• **Your instructions**:
Search the entries below for "sleeping". Report each line where it occurs.

• **Extracted information**:
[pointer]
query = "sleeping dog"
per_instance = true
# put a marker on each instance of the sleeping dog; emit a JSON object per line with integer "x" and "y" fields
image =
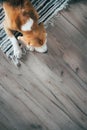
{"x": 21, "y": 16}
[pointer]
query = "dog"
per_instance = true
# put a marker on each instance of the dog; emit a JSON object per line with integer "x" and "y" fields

--

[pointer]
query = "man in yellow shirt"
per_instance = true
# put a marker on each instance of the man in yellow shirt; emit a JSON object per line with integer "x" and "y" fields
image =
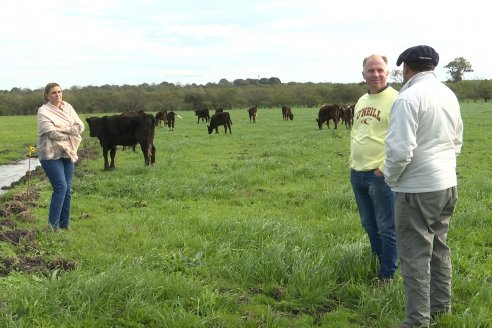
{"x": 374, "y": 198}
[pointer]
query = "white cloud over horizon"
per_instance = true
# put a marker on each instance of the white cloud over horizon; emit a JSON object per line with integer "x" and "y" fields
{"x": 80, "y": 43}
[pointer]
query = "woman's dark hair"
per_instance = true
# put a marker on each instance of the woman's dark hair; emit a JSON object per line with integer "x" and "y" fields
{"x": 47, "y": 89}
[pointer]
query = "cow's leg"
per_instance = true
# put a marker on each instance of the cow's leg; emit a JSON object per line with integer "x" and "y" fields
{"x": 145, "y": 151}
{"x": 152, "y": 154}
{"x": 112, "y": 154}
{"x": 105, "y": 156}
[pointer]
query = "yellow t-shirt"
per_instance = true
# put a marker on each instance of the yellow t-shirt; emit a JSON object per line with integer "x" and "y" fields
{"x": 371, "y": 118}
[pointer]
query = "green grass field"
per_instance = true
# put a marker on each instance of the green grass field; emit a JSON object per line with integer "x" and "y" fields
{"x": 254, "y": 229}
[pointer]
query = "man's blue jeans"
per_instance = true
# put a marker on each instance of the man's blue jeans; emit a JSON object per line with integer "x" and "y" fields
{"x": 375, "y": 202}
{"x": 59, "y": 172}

---

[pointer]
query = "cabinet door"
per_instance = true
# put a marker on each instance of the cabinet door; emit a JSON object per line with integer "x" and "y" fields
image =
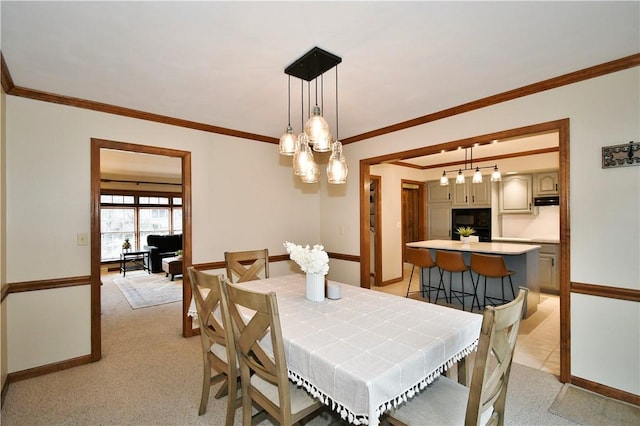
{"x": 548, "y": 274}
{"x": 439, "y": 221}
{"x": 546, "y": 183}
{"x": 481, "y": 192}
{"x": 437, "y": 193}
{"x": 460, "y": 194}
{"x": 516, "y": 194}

• **Answer section**:
query = "sleeping dog"
# put a marker on each instance of the sleeping dog; emit a JSON object per line with integer "x" and "y" fields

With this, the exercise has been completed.